START Supplied information

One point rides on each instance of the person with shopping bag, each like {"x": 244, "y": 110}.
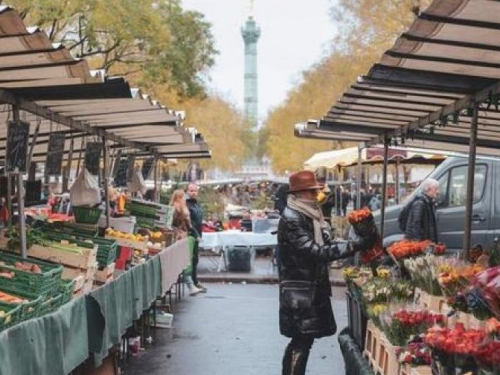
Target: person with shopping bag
{"x": 306, "y": 249}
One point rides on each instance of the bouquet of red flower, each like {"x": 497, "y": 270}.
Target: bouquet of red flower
{"x": 364, "y": 226}
{"x": 456, "y": 341}
{"x": 406, "y": 248}
{"x": 487, "y": 283}
{"x": 401, "y": 325}
{"x": 488, "y": 356}
{"x": 415, "y": 353}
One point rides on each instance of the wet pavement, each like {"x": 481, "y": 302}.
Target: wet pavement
{"x": 233, "y": 329}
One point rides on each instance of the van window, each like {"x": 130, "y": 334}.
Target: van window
{"x": 443, "y": 190}
{"x": 457, "y": 192}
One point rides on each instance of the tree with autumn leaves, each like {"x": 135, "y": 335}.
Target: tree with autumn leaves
{"x": 367, "y": 29}
{"x": 160, "y": 47}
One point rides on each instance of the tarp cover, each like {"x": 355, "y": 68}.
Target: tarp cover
{"x": 52, "y": 345}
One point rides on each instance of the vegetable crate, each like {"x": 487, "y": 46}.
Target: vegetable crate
{"x": 27, "y": 310}
{"x": 87, "y": 215}
{"x": 105, "y": 274}
{"x": 10, "y": 315}
{"x": 66, "y": 289}
{"x": 50, "y": 304}
{"x": 419, "y": 370}
{"x": 22, "y": 281}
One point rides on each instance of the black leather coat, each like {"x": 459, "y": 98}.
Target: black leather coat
{"x": 421, "y": 224}
{"x": 301, "y": 258}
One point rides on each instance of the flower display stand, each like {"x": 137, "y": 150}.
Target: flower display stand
{"x": 429, "y": 302}
{"x": 372, "y": 343}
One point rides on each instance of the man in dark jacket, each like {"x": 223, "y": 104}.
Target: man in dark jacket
{"x": 421, "y": 223}
{"x": 196, "y": 215}
{"x": 307, "y": 248}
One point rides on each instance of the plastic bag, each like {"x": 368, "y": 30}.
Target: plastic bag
{"x": 85, "y": 190}
{"x": 137, "y": 184}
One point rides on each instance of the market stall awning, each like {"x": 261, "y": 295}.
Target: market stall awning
{"x": 56, "y": 92}
{"x": 423, "y": 87}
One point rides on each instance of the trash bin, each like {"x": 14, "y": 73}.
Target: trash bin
{"x": 239, "y": 258}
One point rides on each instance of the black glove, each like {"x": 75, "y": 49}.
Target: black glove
{"x": 363, "y": 243}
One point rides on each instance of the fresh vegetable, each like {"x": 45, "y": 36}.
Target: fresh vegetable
{"x": 9, "y": 298}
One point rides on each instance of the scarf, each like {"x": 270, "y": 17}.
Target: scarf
{"x": 311, "y": 210}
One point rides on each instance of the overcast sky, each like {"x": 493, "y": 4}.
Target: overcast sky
{"x": 294, "y": 35}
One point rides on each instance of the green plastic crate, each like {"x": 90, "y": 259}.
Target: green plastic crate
{"x": 27, "y": 282}
{"x": 28, "y": 309}
{"x": 87, "y": 215}
{"x": 66, "y": 289}
{"x": 50, "y": 304}
{"x": 12, "y": 315}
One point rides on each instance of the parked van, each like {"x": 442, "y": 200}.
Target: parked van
{"x": 452, "y": 177}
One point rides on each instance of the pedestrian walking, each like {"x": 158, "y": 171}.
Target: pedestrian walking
{"x": 418, "y": 219}
{"x": 307, "y": 247}
{"x": 182, "y": 222}
{"x": 196, "y": 216}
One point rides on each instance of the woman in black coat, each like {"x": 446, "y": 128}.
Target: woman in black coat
{"x": 306, "y": 248}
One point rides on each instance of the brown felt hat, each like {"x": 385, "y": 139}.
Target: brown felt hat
{"x": 303, "y": 180}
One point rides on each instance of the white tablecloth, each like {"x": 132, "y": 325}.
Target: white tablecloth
{"x": 174, "y": 259}
{"x": 237, "y": 238}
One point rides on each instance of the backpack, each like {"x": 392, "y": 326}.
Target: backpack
{"x": 403, "y": 215}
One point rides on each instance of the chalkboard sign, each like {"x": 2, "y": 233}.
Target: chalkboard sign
{"x": 146, "y": 167}
{"x": 130, "y": 167}
{"x": 121, "y": 173}
{"x": 93, "y": 157}
{"x": 17, "y": 145}
{"x": 33, "y": 192}
{"x": 55, "y": 153}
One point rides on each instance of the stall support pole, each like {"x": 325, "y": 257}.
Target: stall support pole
{"x": 9, "y": 198}
{"x": 67, "y": 169}
{"x": 20, "y": 197}
{"x": 157, "y": 194}
{"x": 470, "y": 183}
{"x": 105, "y": 180}
{"x": 384, "y": 188}
{"x": 360, "y": 175}
{"x": 397, "y": 185}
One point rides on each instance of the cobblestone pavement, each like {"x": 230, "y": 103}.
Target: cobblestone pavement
{"x": 233, "y": 330}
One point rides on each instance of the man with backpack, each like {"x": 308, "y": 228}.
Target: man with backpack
{"x": 418, "y": 219}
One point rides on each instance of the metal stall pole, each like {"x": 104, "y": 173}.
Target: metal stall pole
{"x": 360, "y": 175}
{"x": 397, "y": 189}
{"x": 157, "y": 194}
{"x": 106, "y": 181}
{"x": 470, "y": 183}
{"x": 384, "y": 187}
{"x": 67, "y": 170}
{"x": 20, "y": 198}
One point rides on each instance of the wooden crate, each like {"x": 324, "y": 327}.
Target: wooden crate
{"x": 106, "y": 274}
{"x": 371, "y": 343}
{"x": 387, "y": 361}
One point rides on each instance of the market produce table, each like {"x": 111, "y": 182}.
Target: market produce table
{"x": 218, "y": 240}
{"x": 57, "y": 343}
{"x": 174, "y": 259}
{"x": 54, "y": 344}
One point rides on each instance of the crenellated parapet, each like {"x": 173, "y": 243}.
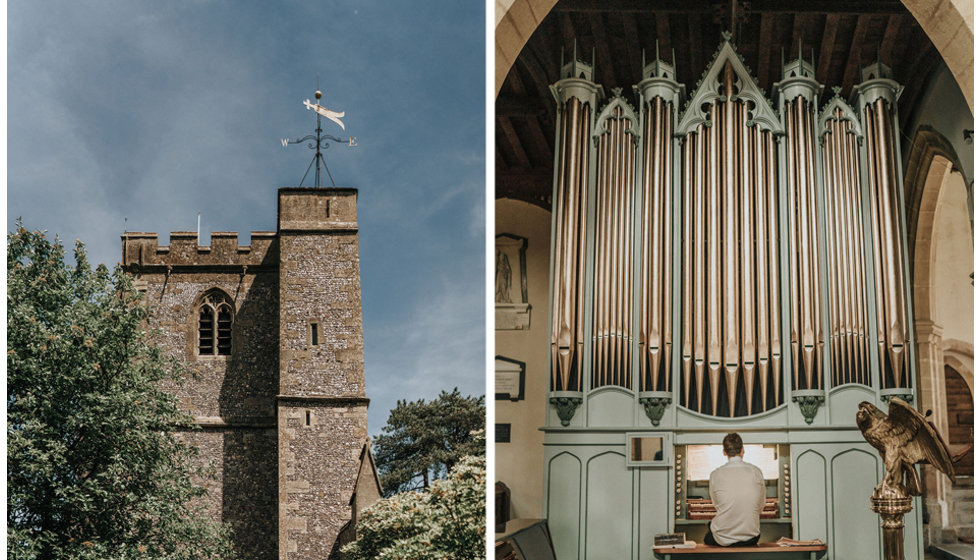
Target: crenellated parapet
{"x": 142, "y": 250}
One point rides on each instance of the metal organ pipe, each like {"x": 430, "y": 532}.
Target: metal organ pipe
{"x": 893, "y": 324}
{"x": 730, "y": 291}
{"x": 806, "y": 330}
{"x": 730, "y": 315}
{"x": 845, "y": 251}
{"x": 656, "y": 285}
{"x": 613, "y": 271}
{"x": 567, "y": 332}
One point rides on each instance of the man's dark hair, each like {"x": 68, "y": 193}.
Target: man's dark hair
{"x": 732, "y": 444}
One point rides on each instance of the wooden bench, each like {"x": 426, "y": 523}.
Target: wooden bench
{"x": 761, "y": 551}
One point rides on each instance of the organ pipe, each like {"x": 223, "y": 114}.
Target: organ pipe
{"x": 893, "y": 344}
{"x": 612, "y": 319}
{"x": 567, "y": 331}
{"x": 731, "y": 295}
{"x": 806, "y": 328}
{"x": 657, "y": 178}
{"x": 731, "y": 227}
{"x": 849, "y": 361}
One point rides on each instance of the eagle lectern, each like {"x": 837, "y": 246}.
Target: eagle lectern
{"x": 903, "y": 438}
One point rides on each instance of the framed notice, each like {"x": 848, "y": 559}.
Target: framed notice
{"x": 508, "y": 379}
{"x": 513, "y": 312}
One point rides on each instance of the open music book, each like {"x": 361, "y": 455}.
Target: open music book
{"x": 783, "y": 541}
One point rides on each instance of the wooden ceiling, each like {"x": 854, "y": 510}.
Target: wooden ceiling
{"x": 842, "y": 35}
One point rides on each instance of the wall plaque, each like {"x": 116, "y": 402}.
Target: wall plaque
{"x": 513, "y": 312}
{"x": 508, "y": 379}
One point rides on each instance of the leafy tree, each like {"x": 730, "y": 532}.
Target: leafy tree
{"x": 422, "y": 441}
{"x": 94, "y": 470}
{"x": 447, "y": 521}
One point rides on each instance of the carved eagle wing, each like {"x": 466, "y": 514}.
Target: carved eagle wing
{"x": 920, "y": 441}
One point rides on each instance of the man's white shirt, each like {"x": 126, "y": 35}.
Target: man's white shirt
{"x": 738, "y": 492}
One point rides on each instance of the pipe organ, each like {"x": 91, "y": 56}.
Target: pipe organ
{"x": 722, "y": 262}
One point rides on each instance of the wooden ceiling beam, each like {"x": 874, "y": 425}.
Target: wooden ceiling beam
{"x": 538, "y": 75}
{"x": 852, "y": 70}
{"x": 533, "y": 186}
{"x": 765, "y": 49}
{"x": 633, "y": 49}
{"x": 519, "y": 106}
{"x": 827, "y": 47}
{"x": 694, "y": 36}
{"x": 663, "y": 33}
{"x": 887, "y": 44}
{"x": 538, "y": 142}
{"x": 504, "y": 125}
{"x": 852, "y": 7}
{"x": 604, "y": 61}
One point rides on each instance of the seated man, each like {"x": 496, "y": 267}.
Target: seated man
{"x": 738, "y": 493}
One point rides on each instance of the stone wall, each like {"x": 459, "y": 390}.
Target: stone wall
{"x": 322, "y": 404}
{"x": 283, "y": 418}
{"x": 232, "y": 398}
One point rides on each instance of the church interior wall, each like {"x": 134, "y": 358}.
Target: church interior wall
{"x": 954, "y": 250}
{"x": 520, "y": 463}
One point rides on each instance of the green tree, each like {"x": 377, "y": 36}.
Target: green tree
{"x": 447, "y": 521}
{"x": 422, "y": 441}
{"x": 94, "y": 470}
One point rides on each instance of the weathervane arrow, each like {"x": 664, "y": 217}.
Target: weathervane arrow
{"x": 320, "y": 141}
{"x": 332, "y": 115}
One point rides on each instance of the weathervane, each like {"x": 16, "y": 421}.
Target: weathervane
{"x": 319, "y": 140}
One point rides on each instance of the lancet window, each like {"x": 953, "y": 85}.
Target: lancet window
{"x": 215, "y": 317}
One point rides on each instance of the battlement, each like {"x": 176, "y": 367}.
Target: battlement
{"x": 142, "y": 249}
{"x": 317, "y": 209}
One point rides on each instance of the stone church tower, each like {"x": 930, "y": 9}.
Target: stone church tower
{"x": 272, "y": 335}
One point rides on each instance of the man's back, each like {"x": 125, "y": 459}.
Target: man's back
{"x": 738, "y": 493}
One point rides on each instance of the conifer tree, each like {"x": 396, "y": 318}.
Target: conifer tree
{"x": 422, "y": 441}
{"x": 94, "y": 468}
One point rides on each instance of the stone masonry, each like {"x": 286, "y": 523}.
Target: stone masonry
{"x": 283, "y": 417}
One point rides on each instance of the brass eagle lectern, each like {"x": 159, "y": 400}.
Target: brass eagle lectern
{"x": 903, "y": 438}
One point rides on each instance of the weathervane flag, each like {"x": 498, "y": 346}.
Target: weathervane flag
{"x": 332, "y": 115}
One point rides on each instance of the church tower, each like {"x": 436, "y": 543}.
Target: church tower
{"x": 321, "y": 405}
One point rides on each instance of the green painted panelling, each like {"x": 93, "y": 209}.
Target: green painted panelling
{"x": 810, "y": 502}
{"x": 611, "y": 406}
{"x": 654, "y": 512}
{"x": 563, "y": 503}
{"x": 842, "y": 402}
{"x": 609, "y": 504}
{"x": 854, "y": 474}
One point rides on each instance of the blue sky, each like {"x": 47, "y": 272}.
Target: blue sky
{"x": 138, "y": 115}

END Supplied information

• **The task**
Beginning with the first line of the records and ending with the line that contains "One point rides on each instance of the vegetable", reproduce every line exactly, omitting pictures and adding nothing.

• **Result of the task**
One point rides on each instance of the person with shopping bag, each like {"x": 244, "y": 110}.
Target: person with shopping bag
{"x": 306, "y": 249}
One point rides on each instance of the bouquet of red flower, each like {"x": 497, "y": 270}.
Target: bouquet of red flower
{"x": 364, "y": 226}
{"x": 456, "y": 341}
{"x": 406, "y": 248}
{"x": 487, "y": 283}
{"x": 401, "y": 325}
{"x": 488, "y": 356}
{"x": 415, "y": 353}
One point rides on each instance of the wet pavement, each like {"x": 481, "y": 302}.
Target: wet pavement
{"x": 233, "y": 329}
One point rides on each instance of the van window, each like {"x": 130, "y": 334}.
Target: van window
{"x": 443, "y": 190}
{"x": 457, "y": 192}
One point rides on each instance of the tree with autumn leaves, each like {"x": 135, "y": 335}.
Target: tree with autumn leaves
{"x": 367, "y": 29}
{"x": 160, "y": 47}
One point rides on each instance of the tarp cover, each like {"x": 355, "y": 68}.
Target: tarp cover
{"x": 52, "y": 345}
One point rides on each instance of the vegetable crate, each like {"x": 487, "y": 46}.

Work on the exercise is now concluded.